[Excerpts of labeled region data]
>>>>>
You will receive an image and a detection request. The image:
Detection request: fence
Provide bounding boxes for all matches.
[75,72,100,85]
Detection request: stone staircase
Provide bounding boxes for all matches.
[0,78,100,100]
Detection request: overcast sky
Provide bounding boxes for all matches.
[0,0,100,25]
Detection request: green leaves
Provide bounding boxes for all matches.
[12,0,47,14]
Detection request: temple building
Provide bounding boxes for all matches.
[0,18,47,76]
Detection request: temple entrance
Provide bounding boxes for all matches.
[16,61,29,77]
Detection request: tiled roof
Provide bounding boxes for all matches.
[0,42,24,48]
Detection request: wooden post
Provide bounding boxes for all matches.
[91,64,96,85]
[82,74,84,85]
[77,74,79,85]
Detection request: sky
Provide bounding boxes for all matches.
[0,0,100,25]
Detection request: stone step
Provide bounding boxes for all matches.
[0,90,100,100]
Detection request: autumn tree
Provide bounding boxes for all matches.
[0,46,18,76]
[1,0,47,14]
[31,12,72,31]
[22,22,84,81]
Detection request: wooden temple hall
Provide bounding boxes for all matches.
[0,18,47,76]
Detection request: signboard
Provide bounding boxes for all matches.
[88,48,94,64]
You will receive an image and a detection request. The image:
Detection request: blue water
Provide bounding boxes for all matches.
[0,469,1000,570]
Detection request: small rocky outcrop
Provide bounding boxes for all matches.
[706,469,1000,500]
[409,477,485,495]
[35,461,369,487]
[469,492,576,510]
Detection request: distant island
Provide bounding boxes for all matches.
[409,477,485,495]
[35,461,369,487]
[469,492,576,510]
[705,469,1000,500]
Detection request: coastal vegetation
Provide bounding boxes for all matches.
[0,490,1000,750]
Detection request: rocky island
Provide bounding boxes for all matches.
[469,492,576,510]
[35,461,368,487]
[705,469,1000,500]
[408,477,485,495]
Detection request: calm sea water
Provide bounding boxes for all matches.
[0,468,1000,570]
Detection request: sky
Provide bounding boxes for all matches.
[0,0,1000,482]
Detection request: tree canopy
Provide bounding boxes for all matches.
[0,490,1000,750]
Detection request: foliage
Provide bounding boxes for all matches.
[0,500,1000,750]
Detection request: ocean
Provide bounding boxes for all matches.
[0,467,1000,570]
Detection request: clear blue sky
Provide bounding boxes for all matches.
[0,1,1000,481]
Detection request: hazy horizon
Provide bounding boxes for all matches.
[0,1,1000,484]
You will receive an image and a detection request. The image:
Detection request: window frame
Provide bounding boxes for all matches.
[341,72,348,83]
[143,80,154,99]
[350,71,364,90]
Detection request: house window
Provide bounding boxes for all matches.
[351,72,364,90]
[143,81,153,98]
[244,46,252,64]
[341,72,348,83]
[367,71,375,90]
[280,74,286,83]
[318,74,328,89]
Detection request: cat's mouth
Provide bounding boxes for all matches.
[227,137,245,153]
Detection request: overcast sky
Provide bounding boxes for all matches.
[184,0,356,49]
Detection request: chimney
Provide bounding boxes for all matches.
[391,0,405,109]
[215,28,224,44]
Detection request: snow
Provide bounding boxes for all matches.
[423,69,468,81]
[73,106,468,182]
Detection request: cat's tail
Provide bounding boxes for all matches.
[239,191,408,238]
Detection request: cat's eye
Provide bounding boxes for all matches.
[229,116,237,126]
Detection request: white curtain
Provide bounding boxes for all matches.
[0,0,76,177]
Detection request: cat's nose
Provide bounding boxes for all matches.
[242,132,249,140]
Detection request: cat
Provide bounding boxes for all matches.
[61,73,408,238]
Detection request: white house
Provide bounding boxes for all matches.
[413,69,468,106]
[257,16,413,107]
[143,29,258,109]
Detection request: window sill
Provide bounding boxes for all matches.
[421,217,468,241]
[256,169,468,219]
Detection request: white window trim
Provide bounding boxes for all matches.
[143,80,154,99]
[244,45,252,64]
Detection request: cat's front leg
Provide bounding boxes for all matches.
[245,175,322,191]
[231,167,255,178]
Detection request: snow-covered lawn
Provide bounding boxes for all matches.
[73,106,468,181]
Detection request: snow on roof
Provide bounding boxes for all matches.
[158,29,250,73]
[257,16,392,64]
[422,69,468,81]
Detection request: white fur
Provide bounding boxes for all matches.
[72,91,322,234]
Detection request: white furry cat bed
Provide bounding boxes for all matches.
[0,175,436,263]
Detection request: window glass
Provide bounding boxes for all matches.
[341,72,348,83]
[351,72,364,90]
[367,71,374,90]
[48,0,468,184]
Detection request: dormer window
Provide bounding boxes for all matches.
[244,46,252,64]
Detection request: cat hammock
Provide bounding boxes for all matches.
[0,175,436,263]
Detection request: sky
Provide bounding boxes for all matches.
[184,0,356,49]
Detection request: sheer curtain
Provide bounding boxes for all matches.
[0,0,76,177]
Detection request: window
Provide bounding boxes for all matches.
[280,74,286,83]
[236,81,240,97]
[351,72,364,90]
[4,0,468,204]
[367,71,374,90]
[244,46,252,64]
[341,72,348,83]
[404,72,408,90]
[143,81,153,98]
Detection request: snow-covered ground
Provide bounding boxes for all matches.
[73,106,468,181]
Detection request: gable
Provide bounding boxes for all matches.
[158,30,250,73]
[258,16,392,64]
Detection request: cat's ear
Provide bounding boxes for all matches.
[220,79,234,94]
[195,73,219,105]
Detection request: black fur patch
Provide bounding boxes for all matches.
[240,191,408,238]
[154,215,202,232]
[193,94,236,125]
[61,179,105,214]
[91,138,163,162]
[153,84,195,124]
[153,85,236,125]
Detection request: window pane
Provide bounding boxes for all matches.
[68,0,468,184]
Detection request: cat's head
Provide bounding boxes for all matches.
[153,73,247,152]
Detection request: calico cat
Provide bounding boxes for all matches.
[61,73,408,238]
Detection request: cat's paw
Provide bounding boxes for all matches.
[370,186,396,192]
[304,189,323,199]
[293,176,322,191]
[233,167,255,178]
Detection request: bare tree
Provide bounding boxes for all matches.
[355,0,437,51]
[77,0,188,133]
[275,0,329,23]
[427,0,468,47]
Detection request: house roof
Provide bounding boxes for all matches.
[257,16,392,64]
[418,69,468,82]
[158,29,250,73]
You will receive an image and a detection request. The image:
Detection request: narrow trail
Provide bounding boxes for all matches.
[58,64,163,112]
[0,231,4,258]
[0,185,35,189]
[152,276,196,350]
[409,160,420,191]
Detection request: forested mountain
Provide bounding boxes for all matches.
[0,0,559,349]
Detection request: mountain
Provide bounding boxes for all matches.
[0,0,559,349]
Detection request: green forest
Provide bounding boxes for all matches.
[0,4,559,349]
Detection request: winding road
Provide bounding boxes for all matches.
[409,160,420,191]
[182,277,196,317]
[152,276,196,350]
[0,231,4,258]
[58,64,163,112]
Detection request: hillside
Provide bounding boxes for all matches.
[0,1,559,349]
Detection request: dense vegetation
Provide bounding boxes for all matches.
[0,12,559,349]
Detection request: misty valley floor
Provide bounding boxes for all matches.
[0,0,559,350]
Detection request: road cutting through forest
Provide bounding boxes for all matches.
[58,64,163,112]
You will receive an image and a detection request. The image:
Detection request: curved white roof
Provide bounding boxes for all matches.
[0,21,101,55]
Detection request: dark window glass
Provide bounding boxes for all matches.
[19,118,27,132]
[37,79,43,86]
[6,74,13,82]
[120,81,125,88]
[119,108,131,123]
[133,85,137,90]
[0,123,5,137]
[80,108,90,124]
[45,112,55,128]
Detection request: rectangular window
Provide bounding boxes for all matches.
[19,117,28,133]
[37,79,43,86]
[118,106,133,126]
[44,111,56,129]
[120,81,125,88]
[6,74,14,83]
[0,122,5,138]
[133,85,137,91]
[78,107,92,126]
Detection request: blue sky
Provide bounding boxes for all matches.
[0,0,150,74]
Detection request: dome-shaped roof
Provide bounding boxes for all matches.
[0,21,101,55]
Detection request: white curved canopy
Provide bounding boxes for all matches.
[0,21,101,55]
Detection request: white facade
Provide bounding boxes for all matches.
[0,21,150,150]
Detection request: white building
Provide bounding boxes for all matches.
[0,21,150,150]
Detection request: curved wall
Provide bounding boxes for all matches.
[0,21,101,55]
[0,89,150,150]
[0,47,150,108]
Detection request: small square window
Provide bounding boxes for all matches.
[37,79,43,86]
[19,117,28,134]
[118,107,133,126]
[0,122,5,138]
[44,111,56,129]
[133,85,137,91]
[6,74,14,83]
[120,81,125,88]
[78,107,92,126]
<<<<<
EXERCISE DETAILS: Find each line in the entries above that contains the word "stone", matching case exactly, and copy every such line in full.

WRITTEN SOLUTION:
Detection request: stone staircase
Detection request: stone step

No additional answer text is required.